> [Assignment]:
"blue" is the word to look for; copy each line of the listing where it occurs.

> [Provided information]:
══════

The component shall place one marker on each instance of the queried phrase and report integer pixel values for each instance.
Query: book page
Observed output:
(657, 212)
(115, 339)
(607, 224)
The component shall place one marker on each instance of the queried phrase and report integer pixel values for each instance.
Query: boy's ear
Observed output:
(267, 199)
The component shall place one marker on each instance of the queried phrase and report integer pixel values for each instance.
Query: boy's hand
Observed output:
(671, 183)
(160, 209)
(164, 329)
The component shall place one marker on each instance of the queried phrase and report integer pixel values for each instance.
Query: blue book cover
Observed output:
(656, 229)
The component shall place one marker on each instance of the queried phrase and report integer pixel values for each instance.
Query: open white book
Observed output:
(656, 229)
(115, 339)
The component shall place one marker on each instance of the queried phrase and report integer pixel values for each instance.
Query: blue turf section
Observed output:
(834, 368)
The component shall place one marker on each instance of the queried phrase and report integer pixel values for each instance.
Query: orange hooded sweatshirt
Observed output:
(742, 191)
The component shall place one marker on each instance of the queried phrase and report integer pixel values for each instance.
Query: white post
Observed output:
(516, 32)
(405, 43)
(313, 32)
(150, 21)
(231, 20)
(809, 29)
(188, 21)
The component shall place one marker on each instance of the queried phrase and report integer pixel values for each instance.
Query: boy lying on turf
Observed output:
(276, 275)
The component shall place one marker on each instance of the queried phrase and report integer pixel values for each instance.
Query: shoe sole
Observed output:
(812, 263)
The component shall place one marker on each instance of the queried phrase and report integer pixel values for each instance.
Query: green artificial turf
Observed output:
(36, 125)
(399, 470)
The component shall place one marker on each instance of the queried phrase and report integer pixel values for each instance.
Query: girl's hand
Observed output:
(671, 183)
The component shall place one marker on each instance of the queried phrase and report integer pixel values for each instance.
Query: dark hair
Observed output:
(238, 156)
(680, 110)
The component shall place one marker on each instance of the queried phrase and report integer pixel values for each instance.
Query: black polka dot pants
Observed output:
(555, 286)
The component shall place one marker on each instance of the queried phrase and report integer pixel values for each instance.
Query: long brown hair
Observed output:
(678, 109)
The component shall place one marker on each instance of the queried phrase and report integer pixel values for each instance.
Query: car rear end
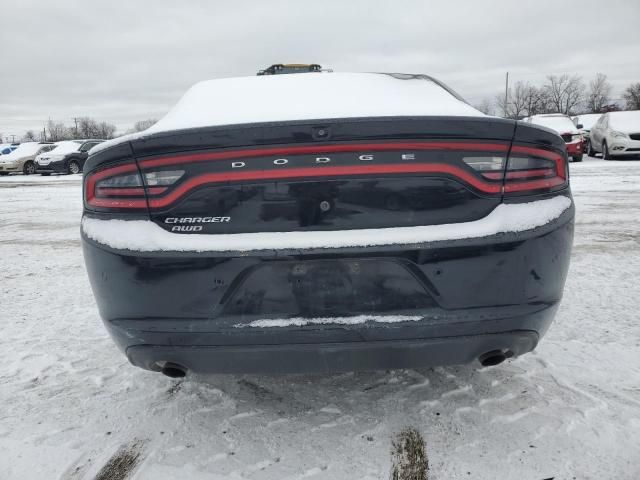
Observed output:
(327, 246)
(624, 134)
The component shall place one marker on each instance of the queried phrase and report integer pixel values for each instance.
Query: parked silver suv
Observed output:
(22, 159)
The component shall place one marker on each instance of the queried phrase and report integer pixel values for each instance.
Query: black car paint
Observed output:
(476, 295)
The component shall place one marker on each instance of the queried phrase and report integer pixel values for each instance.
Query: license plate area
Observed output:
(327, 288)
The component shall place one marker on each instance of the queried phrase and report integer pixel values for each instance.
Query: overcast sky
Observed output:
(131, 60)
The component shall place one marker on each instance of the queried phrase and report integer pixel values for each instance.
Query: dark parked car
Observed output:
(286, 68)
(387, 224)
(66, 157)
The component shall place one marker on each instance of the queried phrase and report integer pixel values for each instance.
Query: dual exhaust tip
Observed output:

══════

> [Task answer]:
Query: blue book cover
Query: blue turf section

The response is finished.